Source extract
————————
The children were admitted to the district hospital on Wednesday after health worker Sumita Saha alerted the doctors that she had committed the mistake of administering Savlon, an antiseptic.
The children — three of them above two years and one a 10-month-old — had started vomiting after going home and had come back to the sub-centre at Bamangram, 15km from here, to complain. Saha then scribbled a note and asked the parents to take the babies to the Raiganj district hospital at the earliest.
“The moment the on-duty medical officer at the emergency unit of the hospital read the note he was alarmed and made arrangements to shift the babies to the paediatric ward. A child specialist was called. I picked up the note the health worker had written and found that she had fed our children an antiseptic, instead of Vitamin A oil,” said Kamraj Jamal, whose son Arman is 10-month-old. The name of another child, Mohammed Nasiruddin, was written in the note signed by Sumita Saha.
Hospital authorities refused to disclose the identity of the remaining two babies whose names were not in the note. “They are from some other village. When the doctors in the emergency realised that those children, too, have been vomiting after being given the vitamin dose at the Bamangram sub-centre, they admitted them,” said Jamal.
Sumita’s note suggests that she had first tried to put it right by giving the children oral re-hydration, which if taken in excess induces vomiting because of its saline nature.
Jamal said all the children were released yesterday but his son had not stopped vomiting and was throwing up whenever he was given solid food. “I have handed over the note of the health worker along with my complaint to the Raiganj police and the chief medical officer of health. The villagers have also decided not to take their children to the health sub-centre if the worker is not transferred,” he said.
————————
Natural-language object grounding records:
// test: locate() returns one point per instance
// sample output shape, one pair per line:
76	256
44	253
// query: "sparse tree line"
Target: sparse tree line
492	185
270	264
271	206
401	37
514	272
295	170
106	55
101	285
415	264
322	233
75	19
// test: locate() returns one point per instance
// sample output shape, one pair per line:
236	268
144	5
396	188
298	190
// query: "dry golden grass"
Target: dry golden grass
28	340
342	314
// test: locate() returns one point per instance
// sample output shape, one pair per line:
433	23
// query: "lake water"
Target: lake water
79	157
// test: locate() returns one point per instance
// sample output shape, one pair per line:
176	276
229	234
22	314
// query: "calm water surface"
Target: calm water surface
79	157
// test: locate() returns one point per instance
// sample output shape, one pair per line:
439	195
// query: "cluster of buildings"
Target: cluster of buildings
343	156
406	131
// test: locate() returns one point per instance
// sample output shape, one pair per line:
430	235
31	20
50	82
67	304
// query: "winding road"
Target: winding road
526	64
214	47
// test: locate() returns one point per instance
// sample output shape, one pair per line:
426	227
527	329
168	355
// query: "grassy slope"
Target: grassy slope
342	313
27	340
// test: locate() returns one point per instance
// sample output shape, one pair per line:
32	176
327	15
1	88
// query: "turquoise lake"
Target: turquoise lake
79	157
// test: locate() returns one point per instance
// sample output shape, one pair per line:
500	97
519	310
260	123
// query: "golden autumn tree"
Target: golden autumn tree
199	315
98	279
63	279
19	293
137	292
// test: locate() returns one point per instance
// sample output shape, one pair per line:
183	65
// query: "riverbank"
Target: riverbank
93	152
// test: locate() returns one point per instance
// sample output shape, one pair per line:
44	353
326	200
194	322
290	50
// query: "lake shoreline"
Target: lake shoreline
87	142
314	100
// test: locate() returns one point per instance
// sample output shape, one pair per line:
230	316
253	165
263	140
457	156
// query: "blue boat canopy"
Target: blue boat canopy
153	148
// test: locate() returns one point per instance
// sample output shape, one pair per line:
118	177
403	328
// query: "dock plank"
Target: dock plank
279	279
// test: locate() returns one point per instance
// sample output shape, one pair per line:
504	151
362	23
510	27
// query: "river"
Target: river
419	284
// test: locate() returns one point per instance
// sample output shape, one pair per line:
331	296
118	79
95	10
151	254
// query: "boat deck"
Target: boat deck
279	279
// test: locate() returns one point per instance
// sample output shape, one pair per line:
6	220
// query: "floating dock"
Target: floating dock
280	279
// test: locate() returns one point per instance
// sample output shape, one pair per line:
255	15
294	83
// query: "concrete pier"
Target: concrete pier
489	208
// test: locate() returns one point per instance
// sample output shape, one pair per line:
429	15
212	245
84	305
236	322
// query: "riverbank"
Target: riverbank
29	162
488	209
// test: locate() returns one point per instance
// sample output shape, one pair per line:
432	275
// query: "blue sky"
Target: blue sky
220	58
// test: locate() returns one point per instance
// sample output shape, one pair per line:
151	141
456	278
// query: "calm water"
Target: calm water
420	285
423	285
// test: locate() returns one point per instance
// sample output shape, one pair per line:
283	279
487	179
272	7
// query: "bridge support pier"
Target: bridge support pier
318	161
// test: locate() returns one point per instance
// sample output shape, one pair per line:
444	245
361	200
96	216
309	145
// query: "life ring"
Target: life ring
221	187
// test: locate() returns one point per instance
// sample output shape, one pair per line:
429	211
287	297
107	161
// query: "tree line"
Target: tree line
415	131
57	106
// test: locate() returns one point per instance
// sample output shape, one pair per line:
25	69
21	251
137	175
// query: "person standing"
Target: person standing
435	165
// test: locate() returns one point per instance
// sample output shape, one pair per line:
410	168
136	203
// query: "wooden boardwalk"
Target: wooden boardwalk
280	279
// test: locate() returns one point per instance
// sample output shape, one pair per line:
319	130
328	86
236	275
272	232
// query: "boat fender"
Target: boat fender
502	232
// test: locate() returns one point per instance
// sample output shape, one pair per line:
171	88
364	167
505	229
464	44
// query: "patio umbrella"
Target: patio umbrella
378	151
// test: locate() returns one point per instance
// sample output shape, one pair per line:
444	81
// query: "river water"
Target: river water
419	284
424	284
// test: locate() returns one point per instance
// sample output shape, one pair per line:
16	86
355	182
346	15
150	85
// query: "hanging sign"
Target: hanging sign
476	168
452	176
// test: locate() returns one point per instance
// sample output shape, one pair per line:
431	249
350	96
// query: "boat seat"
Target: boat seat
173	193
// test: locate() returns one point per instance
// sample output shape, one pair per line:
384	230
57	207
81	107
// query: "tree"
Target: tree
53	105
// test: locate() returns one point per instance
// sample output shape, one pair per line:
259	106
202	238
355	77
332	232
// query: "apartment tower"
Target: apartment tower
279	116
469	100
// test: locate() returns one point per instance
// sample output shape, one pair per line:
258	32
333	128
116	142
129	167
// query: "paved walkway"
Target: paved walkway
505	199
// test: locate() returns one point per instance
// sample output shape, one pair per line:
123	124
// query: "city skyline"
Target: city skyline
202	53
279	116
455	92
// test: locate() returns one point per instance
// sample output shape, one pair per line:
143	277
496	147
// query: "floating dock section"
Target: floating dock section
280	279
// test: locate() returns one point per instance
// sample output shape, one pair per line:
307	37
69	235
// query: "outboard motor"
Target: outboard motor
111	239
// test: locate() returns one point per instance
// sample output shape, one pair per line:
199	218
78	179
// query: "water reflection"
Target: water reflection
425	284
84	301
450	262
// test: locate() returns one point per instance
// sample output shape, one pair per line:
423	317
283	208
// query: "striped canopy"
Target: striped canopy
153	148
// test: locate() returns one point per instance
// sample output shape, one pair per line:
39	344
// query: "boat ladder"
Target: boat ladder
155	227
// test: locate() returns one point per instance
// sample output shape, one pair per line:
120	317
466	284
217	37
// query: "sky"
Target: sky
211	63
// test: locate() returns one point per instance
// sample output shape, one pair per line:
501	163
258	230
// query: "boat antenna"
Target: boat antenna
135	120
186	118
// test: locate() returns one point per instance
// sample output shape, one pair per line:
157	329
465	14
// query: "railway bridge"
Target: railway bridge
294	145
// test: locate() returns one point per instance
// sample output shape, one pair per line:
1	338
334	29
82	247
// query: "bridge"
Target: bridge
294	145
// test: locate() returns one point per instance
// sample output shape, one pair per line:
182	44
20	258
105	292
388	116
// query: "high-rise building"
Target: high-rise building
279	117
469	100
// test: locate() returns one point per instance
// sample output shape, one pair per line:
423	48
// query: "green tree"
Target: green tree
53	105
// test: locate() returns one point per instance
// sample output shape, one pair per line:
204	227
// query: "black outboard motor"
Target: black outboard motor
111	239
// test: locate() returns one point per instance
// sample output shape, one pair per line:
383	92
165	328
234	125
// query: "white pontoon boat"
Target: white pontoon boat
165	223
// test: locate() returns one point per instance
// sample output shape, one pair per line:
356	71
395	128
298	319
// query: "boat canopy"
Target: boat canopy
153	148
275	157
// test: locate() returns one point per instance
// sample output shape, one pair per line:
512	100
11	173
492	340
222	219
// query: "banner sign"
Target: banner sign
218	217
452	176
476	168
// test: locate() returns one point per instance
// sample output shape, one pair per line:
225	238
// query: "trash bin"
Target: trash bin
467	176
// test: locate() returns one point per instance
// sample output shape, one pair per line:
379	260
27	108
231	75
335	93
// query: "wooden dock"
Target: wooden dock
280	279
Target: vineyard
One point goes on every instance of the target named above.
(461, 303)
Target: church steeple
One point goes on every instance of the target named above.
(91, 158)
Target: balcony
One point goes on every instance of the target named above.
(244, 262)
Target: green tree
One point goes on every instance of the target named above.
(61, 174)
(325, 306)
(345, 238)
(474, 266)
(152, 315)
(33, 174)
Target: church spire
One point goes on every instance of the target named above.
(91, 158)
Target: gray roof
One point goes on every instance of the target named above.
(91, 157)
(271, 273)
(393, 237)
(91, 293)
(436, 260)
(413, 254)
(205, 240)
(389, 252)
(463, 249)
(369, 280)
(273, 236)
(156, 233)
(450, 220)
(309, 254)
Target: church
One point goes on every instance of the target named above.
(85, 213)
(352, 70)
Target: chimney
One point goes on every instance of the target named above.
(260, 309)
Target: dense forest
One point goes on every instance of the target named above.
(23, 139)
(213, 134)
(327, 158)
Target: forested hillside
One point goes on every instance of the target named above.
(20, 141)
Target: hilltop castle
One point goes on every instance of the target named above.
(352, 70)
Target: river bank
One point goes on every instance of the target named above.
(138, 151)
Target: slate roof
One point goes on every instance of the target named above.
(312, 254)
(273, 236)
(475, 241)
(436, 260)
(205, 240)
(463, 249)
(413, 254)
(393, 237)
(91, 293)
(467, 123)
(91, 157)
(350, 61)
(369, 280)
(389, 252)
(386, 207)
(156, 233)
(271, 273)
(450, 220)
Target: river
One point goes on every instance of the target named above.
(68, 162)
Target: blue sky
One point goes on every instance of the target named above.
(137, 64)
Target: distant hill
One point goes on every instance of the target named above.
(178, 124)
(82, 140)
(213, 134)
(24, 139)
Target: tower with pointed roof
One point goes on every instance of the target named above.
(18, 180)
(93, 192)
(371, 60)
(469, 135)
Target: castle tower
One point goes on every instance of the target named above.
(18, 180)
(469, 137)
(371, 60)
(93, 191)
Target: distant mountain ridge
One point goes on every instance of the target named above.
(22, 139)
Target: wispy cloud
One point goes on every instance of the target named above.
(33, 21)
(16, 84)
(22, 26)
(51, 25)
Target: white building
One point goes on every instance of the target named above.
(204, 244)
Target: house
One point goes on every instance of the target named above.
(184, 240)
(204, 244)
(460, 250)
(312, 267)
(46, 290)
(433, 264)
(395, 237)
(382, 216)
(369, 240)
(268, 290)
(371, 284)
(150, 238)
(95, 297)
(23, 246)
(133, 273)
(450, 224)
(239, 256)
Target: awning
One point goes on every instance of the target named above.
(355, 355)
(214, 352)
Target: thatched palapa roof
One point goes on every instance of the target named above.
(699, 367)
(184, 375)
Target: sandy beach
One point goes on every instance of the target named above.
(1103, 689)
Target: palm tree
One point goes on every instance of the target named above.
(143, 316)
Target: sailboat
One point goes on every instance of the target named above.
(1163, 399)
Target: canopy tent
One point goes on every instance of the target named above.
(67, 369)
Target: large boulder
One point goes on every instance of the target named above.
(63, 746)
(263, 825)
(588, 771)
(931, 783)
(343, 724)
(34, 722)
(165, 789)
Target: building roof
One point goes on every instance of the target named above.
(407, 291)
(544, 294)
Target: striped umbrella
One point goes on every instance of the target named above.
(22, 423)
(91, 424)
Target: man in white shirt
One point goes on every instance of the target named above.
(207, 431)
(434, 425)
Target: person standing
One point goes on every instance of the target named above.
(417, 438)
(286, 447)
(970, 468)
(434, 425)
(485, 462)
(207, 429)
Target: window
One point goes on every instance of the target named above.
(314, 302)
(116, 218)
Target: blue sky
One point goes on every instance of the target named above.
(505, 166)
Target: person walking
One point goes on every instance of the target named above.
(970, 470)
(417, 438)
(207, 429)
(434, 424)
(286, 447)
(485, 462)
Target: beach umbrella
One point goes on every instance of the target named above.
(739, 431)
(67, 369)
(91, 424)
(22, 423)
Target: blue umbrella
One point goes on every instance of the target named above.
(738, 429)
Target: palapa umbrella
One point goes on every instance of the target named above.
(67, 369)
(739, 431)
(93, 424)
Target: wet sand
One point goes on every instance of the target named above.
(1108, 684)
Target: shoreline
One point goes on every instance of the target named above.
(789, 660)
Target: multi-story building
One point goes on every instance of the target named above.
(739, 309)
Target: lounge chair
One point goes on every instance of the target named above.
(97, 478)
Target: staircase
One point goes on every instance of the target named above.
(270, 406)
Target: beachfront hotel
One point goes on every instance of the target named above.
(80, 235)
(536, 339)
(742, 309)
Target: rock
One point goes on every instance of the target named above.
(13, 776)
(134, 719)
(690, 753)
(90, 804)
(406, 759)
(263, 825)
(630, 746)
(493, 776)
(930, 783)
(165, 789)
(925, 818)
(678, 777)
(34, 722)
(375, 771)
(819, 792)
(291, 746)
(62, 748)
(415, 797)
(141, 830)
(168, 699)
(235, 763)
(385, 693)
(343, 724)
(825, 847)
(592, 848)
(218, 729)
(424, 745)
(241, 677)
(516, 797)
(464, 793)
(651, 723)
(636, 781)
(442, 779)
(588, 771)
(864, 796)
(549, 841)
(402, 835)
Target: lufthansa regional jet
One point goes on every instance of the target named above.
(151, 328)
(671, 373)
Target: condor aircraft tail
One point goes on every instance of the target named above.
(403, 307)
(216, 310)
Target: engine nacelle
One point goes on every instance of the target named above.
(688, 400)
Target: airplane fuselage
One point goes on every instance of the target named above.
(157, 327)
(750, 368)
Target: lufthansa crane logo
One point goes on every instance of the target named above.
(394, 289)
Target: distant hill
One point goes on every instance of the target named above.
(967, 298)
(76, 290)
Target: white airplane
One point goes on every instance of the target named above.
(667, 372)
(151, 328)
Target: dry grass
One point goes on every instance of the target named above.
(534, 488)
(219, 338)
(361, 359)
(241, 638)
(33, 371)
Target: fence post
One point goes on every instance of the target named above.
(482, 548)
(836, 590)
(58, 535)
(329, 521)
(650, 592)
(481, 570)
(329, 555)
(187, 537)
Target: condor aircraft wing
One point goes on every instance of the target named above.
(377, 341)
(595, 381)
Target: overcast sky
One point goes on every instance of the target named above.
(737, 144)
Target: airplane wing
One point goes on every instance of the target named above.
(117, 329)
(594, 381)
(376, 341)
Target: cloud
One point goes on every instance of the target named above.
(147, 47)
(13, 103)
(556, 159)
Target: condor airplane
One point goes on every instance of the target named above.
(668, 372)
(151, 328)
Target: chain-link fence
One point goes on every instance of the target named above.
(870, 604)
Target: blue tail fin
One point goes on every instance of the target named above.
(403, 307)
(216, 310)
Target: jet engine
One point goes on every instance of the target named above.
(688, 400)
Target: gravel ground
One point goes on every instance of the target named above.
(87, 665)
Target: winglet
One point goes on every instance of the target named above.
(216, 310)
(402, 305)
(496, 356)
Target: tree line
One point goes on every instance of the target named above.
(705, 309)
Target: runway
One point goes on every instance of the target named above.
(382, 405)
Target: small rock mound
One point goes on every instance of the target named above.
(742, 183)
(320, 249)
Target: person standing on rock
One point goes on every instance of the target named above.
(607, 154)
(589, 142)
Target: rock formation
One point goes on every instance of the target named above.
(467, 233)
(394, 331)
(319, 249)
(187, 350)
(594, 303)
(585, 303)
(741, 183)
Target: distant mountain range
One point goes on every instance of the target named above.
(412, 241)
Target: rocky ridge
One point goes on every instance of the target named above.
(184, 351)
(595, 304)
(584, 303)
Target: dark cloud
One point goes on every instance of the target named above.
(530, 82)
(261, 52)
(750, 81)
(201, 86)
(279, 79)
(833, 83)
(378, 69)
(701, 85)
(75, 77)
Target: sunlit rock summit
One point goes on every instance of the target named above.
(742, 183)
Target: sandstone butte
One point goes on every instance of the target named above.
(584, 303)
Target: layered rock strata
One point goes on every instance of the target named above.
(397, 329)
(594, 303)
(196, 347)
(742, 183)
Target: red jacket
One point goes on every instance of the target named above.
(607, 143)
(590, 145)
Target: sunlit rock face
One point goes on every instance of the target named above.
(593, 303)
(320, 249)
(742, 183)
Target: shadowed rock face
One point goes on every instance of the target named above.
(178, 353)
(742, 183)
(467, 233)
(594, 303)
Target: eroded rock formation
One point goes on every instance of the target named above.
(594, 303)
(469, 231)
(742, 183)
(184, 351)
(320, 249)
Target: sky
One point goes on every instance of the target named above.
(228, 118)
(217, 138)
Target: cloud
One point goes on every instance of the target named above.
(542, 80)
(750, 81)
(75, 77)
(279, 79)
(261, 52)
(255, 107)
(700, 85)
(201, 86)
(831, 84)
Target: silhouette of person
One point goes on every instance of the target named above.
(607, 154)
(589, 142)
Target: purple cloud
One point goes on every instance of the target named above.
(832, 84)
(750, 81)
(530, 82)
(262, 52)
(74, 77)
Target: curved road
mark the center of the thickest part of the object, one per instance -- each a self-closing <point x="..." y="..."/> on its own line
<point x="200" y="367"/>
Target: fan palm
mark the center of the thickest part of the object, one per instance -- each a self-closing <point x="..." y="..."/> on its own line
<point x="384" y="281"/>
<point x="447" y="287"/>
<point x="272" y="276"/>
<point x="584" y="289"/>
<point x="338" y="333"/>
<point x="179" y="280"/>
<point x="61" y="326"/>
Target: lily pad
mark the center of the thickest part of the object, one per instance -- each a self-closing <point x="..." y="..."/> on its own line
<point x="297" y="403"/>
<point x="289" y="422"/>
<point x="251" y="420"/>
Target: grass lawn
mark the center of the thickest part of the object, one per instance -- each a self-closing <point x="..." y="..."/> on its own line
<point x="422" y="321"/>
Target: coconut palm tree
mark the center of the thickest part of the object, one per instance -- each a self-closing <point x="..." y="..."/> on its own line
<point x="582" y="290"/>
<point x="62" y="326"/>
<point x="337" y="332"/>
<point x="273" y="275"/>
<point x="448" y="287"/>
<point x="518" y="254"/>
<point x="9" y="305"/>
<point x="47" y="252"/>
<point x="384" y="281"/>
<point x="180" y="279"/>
————————
Problem set
1. Decide whether each statement agrees with the news report, and answer yes or no, quoting the words of the report that decide it. (a) The 10-month-old among the children was Kamraj Jamal's son Arman. (b) Hospital authorities disclosed the names of all four children. (c) Jamal gave the health worker's note to the Raiganj police.
2. According to the news report, what antiseptic did the health worker give the children?

Outputs by task
1.
(a) Yes: "said Kamraj Jamal, whose son Arman is 10-month-old."
(b) No: "Hospital authorities refused to disclose the identity of the remaining two babies whose names were not in the note."
(c) Yes: "I have handed over the note of the health worker along with my complaint to the Raiganj police and the chief medical officer of health."

2. Savlon.